* _SET TASK 1_: Count the lines in the listing below that contain the word "paper", and reply with that number alone.

* _SELECTED EXTRACT_:
□ □ □

Log-Gaussian Cox processes on metric graphs
David Bolin, Alexandre B. Simas
Created: 2023-01-30. Last modified: 2024-05-08.
Source:vignettes/pointprocess.Rmd
pointprocess.Rmd
Introduction
In this vignette we will introduce how to work with log-Gaussian Cox
processes based on Whittle–Matérn fields on metric graphs. To simplify
the integration with R-INLA
and inlabru
hese
models are constructed using finite element approximations as
implemented in the rSPDE
package. The theoretical details
will be given in the forthcoming article (Bolin,
Simas, and Wallin 2023).
Constructing the graph and the mesh
We begin by loading the rSPDE
, MetricGraph
and INLA
packages:
library(rSPDE)
library(MetricGraph)
library(INLA)
As an example, we consider the default graph in the package:
graph <- metric_graph$new(tolerance = list(vertex_vertex = 1e-1, vertex_edge = 1e-3, edge_edge = 1e-3),
remove_deg2 = TRUE)
graph$plot()
To construct a FEM approximation of a Whittle–Matérn field, we must first construct a mesh on the graph.
graph$build_mesh(h = 0.1)
graph$plot(mesh=TRUE)
The next step is to build the mass and stiffness matrices for the FEM basis.
graph$compute_fem()
We are now ready to specify the and sample from a log-Gaussian Cox
process model with intensity \(\lambda =
\exp(\beta + u)\) where \(\beta\) is an intercept and \(u\) is a Gaussian Whittle–Matérn field
specified by \[
(\kappa^2 - \Delta)^{\alpha/2} \tau u = \mathcal{W}.
\] For this we can use the function graph_lgcp
as
follows:
sigma <- 0.5
range <- 1.5
alpha <- 2
lgcp_sample <- graph_lgcp(intercept = 1, sigma = sigma,
range = range, alpha = alpha,
graph = graph)
The object returned by the function is a list with the simulated Gaussian process and the points on the graph. We can plot the simulated intensity function as
graph$plot_function(X = exp(lgcp_sample$u), vertex_size = 0)
To plot the simulated points, we can add them to the graph and then plot:
graph$add_observations(data = data.frame(y=rep(1,length(lgcp_sample$edge_loc)),
edge_number = lgcp_sample$edge_numbers,
distance_on_edge = lgcp_sample$edge_loc),
normalized = TRUE)

□ □ □

* _DATASET ENTRIES_:
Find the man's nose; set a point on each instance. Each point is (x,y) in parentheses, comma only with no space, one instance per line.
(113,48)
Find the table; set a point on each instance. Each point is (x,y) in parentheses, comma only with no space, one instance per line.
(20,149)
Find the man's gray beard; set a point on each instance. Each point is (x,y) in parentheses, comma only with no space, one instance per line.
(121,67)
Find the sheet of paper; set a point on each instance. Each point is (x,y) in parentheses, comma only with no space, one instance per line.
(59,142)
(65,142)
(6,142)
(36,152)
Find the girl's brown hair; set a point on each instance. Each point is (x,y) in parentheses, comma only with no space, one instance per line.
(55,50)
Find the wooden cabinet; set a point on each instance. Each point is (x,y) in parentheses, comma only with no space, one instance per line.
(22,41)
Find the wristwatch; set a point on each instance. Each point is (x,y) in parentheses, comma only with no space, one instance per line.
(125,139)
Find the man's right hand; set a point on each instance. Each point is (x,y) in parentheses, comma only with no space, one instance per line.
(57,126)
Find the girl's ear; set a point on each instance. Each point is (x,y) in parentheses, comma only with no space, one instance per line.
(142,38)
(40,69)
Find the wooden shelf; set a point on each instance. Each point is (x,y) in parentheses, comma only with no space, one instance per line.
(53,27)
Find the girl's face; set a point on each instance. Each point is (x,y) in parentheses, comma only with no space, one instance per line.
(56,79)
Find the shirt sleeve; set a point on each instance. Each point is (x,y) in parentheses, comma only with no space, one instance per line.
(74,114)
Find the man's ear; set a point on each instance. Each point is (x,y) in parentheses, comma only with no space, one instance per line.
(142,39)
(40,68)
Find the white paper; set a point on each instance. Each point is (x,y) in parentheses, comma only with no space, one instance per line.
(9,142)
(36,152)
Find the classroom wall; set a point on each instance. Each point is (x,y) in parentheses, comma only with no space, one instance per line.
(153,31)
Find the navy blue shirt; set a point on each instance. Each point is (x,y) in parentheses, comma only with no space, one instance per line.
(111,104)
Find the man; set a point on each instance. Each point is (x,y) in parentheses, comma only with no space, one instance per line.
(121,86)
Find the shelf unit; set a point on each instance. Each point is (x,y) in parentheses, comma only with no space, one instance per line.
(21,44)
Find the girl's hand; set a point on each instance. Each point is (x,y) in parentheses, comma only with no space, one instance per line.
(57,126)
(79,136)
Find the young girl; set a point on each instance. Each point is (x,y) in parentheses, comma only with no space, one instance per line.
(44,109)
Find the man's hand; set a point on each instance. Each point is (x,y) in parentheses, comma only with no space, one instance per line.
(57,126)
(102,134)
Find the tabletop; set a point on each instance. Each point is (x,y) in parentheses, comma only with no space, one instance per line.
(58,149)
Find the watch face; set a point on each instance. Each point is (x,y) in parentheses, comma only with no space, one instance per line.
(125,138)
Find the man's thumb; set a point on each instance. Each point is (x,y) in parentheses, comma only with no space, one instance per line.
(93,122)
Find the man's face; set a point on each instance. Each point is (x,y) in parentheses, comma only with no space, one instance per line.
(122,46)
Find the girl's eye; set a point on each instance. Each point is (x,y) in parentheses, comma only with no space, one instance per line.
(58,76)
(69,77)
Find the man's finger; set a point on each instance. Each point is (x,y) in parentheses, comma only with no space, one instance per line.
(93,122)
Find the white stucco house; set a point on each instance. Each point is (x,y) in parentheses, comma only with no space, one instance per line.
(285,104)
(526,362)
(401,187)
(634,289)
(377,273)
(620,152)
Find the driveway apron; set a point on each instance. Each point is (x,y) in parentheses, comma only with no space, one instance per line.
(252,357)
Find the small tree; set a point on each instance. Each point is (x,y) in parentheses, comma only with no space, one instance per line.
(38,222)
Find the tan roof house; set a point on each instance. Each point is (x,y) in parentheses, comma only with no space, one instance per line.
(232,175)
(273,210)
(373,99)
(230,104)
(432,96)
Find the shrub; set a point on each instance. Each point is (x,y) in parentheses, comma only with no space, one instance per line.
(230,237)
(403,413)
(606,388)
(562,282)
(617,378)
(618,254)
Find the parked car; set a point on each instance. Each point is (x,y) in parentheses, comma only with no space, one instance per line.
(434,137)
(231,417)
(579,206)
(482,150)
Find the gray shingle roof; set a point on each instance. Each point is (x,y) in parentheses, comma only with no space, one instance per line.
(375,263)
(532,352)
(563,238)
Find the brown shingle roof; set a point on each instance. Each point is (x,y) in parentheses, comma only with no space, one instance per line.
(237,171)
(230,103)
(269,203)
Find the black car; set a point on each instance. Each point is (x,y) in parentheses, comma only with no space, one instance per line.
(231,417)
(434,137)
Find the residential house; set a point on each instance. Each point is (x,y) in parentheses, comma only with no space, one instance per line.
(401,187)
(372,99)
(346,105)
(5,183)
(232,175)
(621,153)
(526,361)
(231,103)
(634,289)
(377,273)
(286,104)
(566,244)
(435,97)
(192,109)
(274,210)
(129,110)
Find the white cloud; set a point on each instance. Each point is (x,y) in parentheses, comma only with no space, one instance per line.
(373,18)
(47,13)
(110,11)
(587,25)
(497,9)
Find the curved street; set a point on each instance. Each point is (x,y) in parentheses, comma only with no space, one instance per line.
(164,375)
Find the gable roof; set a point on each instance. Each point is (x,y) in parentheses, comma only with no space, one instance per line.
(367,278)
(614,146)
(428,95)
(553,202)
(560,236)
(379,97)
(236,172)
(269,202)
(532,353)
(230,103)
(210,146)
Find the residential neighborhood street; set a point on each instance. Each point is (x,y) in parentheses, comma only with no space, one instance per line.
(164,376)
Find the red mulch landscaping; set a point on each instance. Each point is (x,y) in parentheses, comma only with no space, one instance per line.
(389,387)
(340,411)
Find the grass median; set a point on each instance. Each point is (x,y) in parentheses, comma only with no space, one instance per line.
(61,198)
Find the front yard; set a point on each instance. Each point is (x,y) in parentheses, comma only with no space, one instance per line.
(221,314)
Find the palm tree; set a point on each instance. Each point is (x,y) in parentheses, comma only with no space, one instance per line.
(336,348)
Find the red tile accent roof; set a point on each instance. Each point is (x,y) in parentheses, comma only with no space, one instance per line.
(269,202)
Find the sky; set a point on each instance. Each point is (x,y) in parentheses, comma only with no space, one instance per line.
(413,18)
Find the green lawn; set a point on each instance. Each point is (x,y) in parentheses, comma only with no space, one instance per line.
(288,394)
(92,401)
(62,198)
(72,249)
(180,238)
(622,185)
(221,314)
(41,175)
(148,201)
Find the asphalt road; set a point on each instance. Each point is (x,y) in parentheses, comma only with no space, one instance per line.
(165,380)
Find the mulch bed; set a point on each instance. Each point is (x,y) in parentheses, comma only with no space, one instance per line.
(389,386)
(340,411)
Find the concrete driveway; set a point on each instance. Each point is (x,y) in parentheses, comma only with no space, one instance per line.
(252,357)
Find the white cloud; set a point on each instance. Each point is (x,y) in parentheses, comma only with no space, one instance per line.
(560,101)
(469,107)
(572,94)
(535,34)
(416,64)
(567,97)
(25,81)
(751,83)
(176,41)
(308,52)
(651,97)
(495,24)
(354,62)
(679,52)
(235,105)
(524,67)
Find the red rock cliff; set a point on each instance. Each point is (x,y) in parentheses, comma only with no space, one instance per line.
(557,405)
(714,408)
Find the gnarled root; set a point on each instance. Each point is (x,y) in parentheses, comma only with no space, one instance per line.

□ □ □

* _SET TASK 2_: Resume the vignette above on log-Gaussian Cox processes on metric graphs, continuing on from its final line.

* _TASK RESULT 1_: 2

* _TASK RESULT 2_:
## Adding observations...
graph$plot(vertex_size = 0, data = "y")
Fitting LGCP models in R-INLA
We are now in a position to fit the model with our
R-INLA
implementation. When working with log-Gaussian Cox
processes, the likelihood has a term \(\int_\Gamma \exp(u(s)) ds\) that needs to
be handled separately. This is done by using the mid-point rule as
suggested for SPDE models by Simpson et al. where we approximate \[
\int_\Gamma \exp(u(s)) ds \approx \sum_{i=1}^p \widetilde{a}_i
\exp\left(u(\widetilde{s}_i)\right).
\] Using the fact that \(u(s) =
\sum_{j=1}^n \varphi(s) u_i\) from the FEM approximation, we can
write the integral as \(\widetilde{\alpha}^T\exp(\widetilde{A}u)\)
where \(\widetilde{A}_{ij} =
\varphi_j(\widetilde{s}_i)\) and \(\widetilde{a}\) is a vector with
integration weights. These quantities can be obtained as
Atilde <- graph$fem_basis(graph$mesh$VtE)
atilde <- graph$mesh$weights
The weights are used as exposure terms in the Poisson likelihiood in R-INLA. Because of this, the easiest way to construct the model is to add the integration points as zero observations in the graph, with corresponding exposure weights. We also need to add the exposure terms (which are zero) for the actual observation locations:
#clear the previous data in the graph
graph$clear_observations()
#Add the data together with the exposure terms
graph$add_observations(data = data.frame(y = rep(1,length(lgcp_sample$edge_loc)),
e = rep(0,length(lgcp_sample$edge_loc)),
edge_number = lgcp_sample$edge_number,
distance_on_edge = lgcp_sample$edge_loc),
normalized = TRUE)
## Adding observations...
#Add integration points
graph$add_observations(data = data.frame(y = rep(0,length(atilde)),
e = atilde,
edge_number = graph$mesh$VtE[,1],
distance_on_edge = graph$mesh$VtE[,2]),
normalized = TRUE)
## Adding observations...
We now create the inla
model object with the
graph_spde
function. For simplicity, we assume that \(\alpha\) is known and fixed to the true
value in the model.
rspde_model <- rspde.metric_graph(graph, nu = alpha - 1/2)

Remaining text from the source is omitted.